--- WHAT YOU HAVE TO DO ---
Count the rows below that contain the word "window". Reply with the number alone.

--- THE INPUT ---
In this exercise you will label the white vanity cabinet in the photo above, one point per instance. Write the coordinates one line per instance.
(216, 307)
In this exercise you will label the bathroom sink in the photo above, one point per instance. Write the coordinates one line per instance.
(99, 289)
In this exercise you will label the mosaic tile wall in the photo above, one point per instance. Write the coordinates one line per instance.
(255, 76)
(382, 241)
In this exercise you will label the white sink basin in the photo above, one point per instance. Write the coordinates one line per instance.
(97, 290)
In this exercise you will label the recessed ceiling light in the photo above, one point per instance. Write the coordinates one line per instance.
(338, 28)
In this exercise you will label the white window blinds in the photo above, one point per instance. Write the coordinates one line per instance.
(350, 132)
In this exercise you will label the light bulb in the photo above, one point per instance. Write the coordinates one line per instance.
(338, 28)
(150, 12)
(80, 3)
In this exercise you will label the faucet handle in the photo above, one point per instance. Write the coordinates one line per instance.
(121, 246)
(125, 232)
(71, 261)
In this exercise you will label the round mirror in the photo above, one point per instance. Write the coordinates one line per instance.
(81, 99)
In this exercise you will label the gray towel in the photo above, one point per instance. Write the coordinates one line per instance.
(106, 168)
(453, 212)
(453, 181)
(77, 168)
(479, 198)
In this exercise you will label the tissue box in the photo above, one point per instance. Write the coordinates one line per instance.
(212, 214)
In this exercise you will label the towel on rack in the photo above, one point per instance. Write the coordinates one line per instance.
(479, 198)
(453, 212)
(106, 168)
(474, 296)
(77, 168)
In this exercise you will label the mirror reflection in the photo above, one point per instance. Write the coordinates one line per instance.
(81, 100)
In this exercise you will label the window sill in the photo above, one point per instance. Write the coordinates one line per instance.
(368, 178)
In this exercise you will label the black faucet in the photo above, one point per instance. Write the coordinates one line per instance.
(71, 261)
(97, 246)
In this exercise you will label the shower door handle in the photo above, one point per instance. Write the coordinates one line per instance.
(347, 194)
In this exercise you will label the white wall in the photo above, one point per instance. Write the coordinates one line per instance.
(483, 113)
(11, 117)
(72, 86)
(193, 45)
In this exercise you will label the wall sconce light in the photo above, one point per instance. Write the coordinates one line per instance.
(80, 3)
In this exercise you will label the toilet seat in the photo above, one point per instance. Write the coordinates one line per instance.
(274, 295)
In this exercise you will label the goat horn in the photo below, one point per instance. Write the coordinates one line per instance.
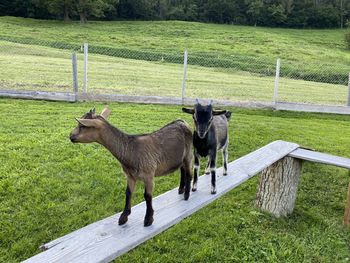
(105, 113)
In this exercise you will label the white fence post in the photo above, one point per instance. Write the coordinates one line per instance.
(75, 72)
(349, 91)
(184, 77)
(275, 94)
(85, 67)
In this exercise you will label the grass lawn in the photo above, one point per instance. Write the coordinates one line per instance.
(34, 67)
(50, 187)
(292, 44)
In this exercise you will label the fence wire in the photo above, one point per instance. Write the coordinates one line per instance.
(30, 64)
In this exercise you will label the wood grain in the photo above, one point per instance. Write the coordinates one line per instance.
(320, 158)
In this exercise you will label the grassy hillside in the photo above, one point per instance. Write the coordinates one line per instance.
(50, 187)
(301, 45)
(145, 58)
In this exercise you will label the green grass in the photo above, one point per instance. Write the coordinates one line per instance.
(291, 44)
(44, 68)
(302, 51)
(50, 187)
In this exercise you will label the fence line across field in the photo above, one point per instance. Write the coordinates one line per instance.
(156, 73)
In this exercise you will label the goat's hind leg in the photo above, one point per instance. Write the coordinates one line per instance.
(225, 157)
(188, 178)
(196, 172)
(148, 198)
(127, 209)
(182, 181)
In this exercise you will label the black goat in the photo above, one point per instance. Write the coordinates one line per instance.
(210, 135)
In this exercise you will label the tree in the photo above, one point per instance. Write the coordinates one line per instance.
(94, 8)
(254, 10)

* * *

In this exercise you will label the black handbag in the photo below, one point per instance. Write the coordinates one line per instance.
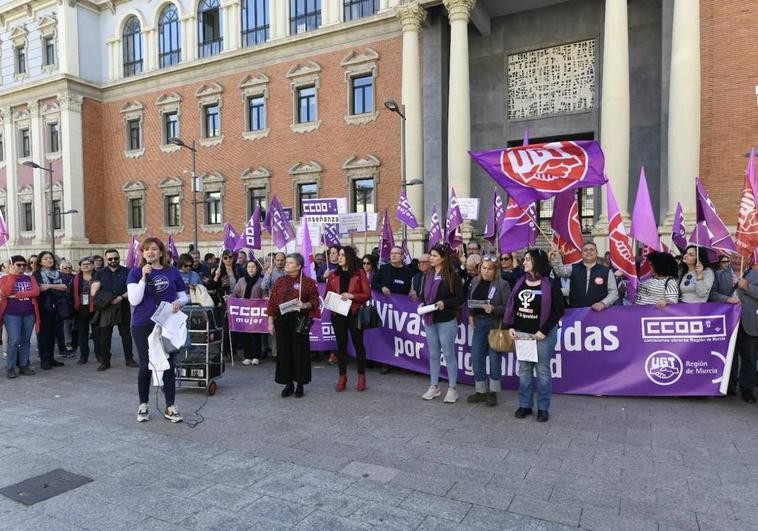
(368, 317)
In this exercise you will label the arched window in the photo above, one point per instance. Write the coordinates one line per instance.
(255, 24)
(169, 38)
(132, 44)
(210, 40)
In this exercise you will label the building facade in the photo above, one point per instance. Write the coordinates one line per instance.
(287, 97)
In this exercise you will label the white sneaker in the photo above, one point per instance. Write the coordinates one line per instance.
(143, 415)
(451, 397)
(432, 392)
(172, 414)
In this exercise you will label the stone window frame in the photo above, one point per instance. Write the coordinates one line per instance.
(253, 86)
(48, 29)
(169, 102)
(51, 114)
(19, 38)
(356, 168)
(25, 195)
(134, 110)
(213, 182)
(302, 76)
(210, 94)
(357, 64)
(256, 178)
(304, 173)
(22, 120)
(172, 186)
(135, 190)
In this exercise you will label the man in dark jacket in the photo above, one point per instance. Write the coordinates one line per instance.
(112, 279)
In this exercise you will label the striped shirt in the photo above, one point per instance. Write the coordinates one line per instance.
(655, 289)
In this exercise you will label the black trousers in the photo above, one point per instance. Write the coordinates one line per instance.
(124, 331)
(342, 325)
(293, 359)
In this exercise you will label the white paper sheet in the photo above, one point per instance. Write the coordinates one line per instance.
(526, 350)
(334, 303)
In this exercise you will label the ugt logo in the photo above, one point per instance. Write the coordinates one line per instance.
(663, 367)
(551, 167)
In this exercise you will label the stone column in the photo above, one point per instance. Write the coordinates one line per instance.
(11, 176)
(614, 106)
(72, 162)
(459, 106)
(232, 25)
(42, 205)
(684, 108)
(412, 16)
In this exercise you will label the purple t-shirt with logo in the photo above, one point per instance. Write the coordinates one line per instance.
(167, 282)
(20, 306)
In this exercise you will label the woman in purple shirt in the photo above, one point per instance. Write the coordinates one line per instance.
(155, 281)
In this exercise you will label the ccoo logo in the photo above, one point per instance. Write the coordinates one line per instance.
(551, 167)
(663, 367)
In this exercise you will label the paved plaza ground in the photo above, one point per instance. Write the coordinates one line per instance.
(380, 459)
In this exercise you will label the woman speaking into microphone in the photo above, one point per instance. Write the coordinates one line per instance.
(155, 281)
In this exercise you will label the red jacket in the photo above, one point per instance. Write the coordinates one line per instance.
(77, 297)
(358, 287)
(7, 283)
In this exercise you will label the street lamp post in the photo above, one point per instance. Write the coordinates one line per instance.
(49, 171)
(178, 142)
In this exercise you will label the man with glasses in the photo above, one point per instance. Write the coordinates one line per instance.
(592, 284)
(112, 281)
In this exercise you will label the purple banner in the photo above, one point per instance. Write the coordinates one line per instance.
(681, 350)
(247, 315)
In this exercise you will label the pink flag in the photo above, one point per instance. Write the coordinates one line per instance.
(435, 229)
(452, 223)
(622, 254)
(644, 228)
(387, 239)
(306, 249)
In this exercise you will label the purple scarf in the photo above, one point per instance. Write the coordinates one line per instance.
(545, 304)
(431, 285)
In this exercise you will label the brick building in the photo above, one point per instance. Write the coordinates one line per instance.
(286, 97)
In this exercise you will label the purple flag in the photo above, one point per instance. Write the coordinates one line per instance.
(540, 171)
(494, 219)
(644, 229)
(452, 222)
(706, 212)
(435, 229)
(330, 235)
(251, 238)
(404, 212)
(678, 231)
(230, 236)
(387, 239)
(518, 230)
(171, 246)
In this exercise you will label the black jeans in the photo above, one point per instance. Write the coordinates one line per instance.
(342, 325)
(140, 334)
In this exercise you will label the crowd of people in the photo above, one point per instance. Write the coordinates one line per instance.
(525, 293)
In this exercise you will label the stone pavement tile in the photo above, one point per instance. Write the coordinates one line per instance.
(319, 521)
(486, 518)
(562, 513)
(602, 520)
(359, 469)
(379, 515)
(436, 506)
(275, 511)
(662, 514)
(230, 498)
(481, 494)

--- CORRECT ANSWER ---
4